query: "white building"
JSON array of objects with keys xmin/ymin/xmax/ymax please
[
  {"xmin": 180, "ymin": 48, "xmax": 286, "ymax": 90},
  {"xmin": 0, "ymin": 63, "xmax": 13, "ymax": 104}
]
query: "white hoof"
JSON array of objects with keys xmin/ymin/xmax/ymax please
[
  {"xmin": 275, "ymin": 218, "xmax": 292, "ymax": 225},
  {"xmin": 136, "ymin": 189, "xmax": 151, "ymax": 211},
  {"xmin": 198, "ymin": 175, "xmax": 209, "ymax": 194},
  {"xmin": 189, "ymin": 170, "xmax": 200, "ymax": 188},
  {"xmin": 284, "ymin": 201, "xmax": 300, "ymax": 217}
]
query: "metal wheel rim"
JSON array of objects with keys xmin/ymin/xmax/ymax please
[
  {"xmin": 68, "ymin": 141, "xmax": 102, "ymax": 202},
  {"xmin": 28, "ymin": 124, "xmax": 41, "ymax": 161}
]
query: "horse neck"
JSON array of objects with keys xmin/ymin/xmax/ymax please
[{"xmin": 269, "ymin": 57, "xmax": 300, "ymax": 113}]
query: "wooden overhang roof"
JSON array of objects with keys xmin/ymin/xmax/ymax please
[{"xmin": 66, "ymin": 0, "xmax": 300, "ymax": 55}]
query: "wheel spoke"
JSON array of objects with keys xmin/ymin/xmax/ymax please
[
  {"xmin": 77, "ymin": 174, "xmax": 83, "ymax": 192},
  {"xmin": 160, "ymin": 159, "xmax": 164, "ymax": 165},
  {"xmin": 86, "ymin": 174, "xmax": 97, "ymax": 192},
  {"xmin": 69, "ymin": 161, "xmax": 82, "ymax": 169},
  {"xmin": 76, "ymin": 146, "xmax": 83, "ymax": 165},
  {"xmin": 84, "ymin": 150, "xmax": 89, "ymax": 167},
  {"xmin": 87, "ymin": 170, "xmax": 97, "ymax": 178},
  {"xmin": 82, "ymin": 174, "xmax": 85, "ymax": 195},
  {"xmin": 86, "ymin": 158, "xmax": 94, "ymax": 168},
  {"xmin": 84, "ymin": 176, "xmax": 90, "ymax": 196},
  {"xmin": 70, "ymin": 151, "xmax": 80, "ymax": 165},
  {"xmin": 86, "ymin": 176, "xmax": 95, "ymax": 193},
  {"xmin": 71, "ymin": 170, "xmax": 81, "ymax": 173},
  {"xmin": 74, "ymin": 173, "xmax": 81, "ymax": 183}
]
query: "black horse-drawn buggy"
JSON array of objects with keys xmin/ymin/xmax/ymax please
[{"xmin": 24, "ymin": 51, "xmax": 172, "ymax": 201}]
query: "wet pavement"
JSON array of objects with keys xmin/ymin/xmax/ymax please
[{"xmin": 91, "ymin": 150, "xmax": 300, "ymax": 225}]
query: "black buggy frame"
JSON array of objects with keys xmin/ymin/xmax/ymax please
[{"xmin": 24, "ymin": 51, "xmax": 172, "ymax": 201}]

▬▬▬▬▬▬▬▬▬▬

Give only the number of lines in the listing above that contain the word "white".

2